In Ghana she witnessed the power of simple medical knowledge, caring for children with basic injuries like cuts that could easily grow infected if not properly treated.
“Little basic stuff that we don’t even think about can turn into major problems,” she said. “It was just simple first aid: patching up scratches, providing ibuprofen for basic fevers and dealing with little common injuries.”
Inspired by the positive impact that one person could generate, she returned to the U.S. and enrolled in nursing school at the University of Vermont.
“That’s what got me to be a nurse — simple medical treatments helped kids so much,” Polishuk said.
In the summer of 2008, Polishuk hosted close friend Timothy Adampah, 26, of Denu, Ghana. While spending the summer in Addison County, Adampah performed Ghanaian cultural rituals and taught about his country’s customs alongside locals who had visited Ghana. He also helped Jackson with a week-long summer camp.
As she had every summer since 2006, Polishuk returned to Ghana in the summer of 2010 to investigate Ghana’s public health care system and lay the groundwork for creating ECHO. Accompanied by Devon Macleod and Bonnie Melnick, teachers at Lincoln Community School, Polishuk explored primary care conditions and the health care infrastructure while the two teachers met with educators and school administrators to discuss teacher exchanges and an online mentorship program.
Assisted by Adampah’s father, Joseph, an English teacher of 25 years at St. Paul’s Secondary School in Denu, the trio was successful in forming a foundation for the future of ECHO.
“Without (the Adampah family’s) connections, this whole thing would have taken a lot longer,” Polishuk said.
In January of this year, ECHO purchased an office building in Denu. Timothy Adampah, acting as regional coordinator for ECHO, found the space and helped the organization purchase it.
“He has done the work and really set things up over there,” said Polishuk.
Before the new office with Internet connection was established, it was very difficult for Polishuk to coordinate with the Ghanaian side of the ECHO team. Now communication is much smoother.
The Ghana office provides electricity, an Internet connection and a space for the ECHO Youth Ghana team.
ECHO IN ACTION
ECHO Youth Ghana is a group of educators comprised of about 15-20 young adults who are university graduates, nurses and teachers. They work with schools to organize education programs that focus on basic health and hygiene, time management and preparation for Ghana’s national secondary school exams. The ECHO Youth Ghana team consists solely of volunteers.
* * * * *
> Work item
Continue the article on ECHO's work in Ghana, starting after its last sentence.

> Data to examine
* * * * *
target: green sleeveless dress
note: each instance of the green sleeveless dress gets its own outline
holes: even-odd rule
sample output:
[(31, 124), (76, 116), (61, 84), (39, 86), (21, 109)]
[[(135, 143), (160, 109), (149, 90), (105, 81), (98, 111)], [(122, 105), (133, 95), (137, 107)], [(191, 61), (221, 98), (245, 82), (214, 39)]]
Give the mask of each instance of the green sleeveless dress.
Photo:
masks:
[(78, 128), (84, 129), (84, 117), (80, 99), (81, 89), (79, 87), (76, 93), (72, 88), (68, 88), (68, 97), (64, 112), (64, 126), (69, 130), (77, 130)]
* * * * *
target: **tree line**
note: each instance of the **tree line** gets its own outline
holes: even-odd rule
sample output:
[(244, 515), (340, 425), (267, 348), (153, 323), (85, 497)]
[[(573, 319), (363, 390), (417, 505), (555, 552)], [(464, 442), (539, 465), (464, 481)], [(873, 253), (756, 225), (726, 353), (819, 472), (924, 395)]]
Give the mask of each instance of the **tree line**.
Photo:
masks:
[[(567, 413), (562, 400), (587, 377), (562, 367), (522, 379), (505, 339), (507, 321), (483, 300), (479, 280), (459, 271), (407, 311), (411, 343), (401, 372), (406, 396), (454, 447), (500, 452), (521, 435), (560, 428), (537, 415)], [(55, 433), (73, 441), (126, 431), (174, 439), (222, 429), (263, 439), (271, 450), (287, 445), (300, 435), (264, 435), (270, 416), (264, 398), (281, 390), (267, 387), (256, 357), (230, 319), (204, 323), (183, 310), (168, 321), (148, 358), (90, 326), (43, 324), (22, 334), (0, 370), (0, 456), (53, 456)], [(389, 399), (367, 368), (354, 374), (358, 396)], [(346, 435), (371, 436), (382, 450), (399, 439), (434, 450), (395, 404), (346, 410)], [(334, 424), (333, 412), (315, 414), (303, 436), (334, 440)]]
* * * * *
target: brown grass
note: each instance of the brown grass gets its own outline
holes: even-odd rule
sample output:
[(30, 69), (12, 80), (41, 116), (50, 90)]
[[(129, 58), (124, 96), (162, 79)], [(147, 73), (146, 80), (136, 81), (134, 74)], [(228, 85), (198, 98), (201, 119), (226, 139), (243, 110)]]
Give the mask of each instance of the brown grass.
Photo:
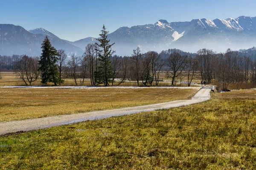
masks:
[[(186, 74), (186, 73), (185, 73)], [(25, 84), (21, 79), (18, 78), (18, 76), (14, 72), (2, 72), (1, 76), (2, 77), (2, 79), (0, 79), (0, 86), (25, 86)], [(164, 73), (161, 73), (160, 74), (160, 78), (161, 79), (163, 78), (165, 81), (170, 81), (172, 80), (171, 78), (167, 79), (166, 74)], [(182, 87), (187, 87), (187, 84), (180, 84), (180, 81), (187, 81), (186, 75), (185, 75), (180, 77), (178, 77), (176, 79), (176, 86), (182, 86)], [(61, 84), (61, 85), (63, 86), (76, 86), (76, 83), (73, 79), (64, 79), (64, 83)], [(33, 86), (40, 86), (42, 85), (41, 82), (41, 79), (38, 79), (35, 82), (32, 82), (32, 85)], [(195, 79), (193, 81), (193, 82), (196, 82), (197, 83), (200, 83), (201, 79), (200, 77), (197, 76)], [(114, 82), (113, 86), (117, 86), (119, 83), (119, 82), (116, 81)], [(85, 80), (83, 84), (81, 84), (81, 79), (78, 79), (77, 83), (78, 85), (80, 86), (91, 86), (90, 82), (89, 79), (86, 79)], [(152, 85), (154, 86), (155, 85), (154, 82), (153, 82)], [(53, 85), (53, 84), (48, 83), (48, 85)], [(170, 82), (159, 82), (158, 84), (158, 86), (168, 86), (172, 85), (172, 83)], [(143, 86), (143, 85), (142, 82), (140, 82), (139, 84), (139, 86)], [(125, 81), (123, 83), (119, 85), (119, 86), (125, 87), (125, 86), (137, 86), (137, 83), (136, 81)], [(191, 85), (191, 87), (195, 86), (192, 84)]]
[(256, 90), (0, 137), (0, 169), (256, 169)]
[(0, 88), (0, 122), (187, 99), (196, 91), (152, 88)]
* * * * *
> Output of the task
In the future, Polishuk hopes to split ECHO’s three-room building into three distinct units: an office and Internet center, a library and classroom with books and up-to-date resources, and a health clinic for treatment and training. After obtaining her Nurse Practitioner’s degree from the University of Vermont next January, Polishuk plans to run ECHO’s Denu center in Ghana for half of the year.
To kick off ECHO’s inaugural Ghanaian exchange, the organization aims to bring the Fafali Dance Ensemble to Addison County in January 2012. Fafali is a well-known drum and dance group that will perform at Lincoln Community School, other Vermont schools and possibly Middlebury College.
But, in order to finance Fafali’s trip, ECHO has its work cut out. On May 4 the NGO will hold a fund-raising event at the Bobcat Café and Brewery in Bristol and later that month (the date is still pending) it will hold another event at Middlebury’s American Flatbread restaurant located in the Marble Works.
Polishuk plans to conduct research this summer in Ghana for her degree and the future of ECHO, but she’s still unsure of what her research topic will be. She wants to rely on the people of the Volta Region to tell her where help is needed most.
“I’m trying to make this organization a little bit different from other similar ones,” said Polishuk. “I want this to be grassroots in that I want people in Ghana to decide what they want and need and can use from the assistance of this group.”